**Problem:**
Repeat the entire listing exactly.

________________

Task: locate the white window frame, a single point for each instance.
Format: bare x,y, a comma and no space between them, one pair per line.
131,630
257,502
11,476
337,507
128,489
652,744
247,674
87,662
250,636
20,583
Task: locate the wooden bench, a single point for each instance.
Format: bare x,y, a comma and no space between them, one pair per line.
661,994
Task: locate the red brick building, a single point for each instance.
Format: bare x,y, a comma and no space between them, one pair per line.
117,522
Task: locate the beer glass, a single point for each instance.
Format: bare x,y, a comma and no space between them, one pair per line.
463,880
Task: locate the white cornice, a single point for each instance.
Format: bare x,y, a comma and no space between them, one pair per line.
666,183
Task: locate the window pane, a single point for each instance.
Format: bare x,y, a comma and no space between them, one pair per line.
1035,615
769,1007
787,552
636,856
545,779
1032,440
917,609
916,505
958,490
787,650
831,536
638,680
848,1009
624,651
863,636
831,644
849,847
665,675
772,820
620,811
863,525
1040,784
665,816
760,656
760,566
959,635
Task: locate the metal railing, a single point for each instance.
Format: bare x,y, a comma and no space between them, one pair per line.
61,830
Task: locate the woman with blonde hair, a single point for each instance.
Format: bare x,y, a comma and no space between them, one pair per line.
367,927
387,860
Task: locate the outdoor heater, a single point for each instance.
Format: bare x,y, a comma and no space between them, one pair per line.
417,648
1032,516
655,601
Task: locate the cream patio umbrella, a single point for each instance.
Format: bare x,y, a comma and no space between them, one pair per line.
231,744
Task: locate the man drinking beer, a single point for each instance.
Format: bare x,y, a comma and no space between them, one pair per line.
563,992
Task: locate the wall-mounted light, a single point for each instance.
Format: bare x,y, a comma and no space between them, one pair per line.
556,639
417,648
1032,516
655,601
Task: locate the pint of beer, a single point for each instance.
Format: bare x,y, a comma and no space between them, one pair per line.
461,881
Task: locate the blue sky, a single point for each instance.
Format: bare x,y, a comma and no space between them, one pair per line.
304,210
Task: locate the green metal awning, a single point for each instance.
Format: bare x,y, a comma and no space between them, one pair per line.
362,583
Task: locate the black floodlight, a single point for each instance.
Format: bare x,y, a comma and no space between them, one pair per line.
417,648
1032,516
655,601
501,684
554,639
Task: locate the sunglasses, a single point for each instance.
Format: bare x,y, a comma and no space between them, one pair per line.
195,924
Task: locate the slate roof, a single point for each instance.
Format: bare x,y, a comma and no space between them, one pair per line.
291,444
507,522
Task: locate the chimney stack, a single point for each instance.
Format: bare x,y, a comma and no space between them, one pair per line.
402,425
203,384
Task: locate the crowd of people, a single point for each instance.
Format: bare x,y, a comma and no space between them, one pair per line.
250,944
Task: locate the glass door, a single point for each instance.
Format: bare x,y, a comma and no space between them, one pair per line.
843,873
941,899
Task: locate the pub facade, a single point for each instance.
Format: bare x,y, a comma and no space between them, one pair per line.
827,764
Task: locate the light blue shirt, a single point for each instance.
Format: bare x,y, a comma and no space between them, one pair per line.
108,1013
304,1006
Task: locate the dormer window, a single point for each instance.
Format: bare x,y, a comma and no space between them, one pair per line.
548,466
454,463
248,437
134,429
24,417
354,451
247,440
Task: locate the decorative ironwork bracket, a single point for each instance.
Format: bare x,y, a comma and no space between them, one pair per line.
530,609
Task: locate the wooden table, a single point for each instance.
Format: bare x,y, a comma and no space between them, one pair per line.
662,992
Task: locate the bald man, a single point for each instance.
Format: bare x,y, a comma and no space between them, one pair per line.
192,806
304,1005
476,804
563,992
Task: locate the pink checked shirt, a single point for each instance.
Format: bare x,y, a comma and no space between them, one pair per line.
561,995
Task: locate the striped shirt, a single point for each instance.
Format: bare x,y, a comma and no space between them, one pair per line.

________________

**Result of this task:**
Task: locate the white window frame, a single point for each instance.
Format: bare x,y, a comma and no space between them, one pair per line.
131,630
257,502
11,476
337,507
128,489
652,744
247,674
87,662
250,636
20,583
Task: locate the wooden bench, a single point for each instance.
Format: bare x,y, a comma and no space between them, one pair per line.
661,994
Task: locate the red brick building, a single point for each instance.
Format: bare x,y, a comma and no space between them, one pair per line.
117,522
Task: locate the beer glass, a single point for each instance.
Format: bare x,y, a comma and no space between them, one pair per line.
463,880
Task: locate the white cornice, a single point for each instance.
Format: bare x,y, a comma and no space between them, one pair per line.
666,183
Task: locate the window pane, a single point for each instance.
Format: bare x,y, a comma and no space between them, one pair per line.
1035,615
769,1007
787,552
636,856
545,779
1032,440
917,609
916,505
958,490
787,650
831,536
638,680
848,1009
624,651
863,636
831,644
849,847
665,675
772,820
620,811
863,525
1040,784
665,816
760,656
760,566
959,635
Task: locate the metal railing, a single point for each instance.
Format: bare x,y, a comma and no space between them, one pair per line.
61,830
Task: locate the woman with blonde hair, a single point for each instance.
Format: bare x,y, a comma and no space between them, one pair per line.
367,927
387,860
Task: locate the outdoor heater, a single point for each instance.
Format: bare x,y, a comma and no space between them, one pair per line.
417,648
1032,516
655,601
Task: locate the cream patio umbrella, a single point for each instance.
Format: bare x,y, a comma and no space between them, one pair per line.
231,744
Task: locate the man drinking beer, a single point for each instance.
Format: bare x,y, a comma and no space between them, one pair per line.
563,992
Task: locate the wall-mounted light, a single point for each instance.
Format: bare x,y, a comma and no space between them, one pair per line.
556,639
417,648
1032,516
655,601
Task: locate the pint of beer, a single point for each instance.
Format: bare x,y, a comma and no space between them, one pair per line.
461,881
Task: locate the blue sky, a single point for each instance.
Format: bare x,y, a comma and no space between them, one pair per line.
304,210
Task: locate the green metal awning, a single point for each instance.
Format: bare x,y, a comma and no space between them, one pair per line.
362,583
Task: locate the black floodlight, a single point for each instance.
Format: bare x,y, a comma and no space between them, one pair per line.
417,648
1032,516
655,601
501,684
554,639
Task: locate the sunglasses, a single point for each instance.
Format: bare x,y, a comma and no space between them, one pair per line.
195,924
Task: locate the slate roof, a single point for each instance.
Format: bare x,y, a comma and no space between them, one pair per line.
291,444
507,522
Task: locate the chimney stack, a single point for each instance.
Format: bare x,y, a comma and no space between them, one pair per line.
402,425
203,384
Task: locate the crowd of people, a single point for each instance.
Format: bare x,y, a comma and no space between them, one pair per line.
250,944
Task: locate the glass door, a single point for each instance.
Format: bare x,y, a comma and no space between them, one pair per line.
843,873
941,899
Task: locate the pub facade, a single point for each instance.
Format: bare x,y, a comma and no space between them, one pair per line.
827,764
Task: locate the light blue shirt, a single point for each instance.
Format: bare x,y, a comma and no space between them, one pair per line.
108,1013
304,1006
Task: locate the dormer window, a single point for each instance.
Format: bare x,y, a comma and no space between them, one pair per line.
548,466
454,463
248,437
134,429
24,417
354,451
247,440
Task: locate the decorative ironwork bracket, a single point for each instance.
Format: bare x,y, a comma and no space between them, one pair per line.
530,609
Task: locate the wooden table, a single point for each instance.
Format: bare x,y, a comma and no space between them, one pair per line.
662,992
Task: locate the bald man, a single point for each instance.
Format: bare x,y, a comma and no space between them, one pair per line.
192,806
304,1005
476,804
563,992
Task: locate the pink checked shirt, a single point for each instance.
Format: bare x,y, a comma and no space between them, one pair per line.
561,995
Task: locate the striped shirt, a single point for each instance.
Format: bare x,y, a comma and no space between them, one pair per line.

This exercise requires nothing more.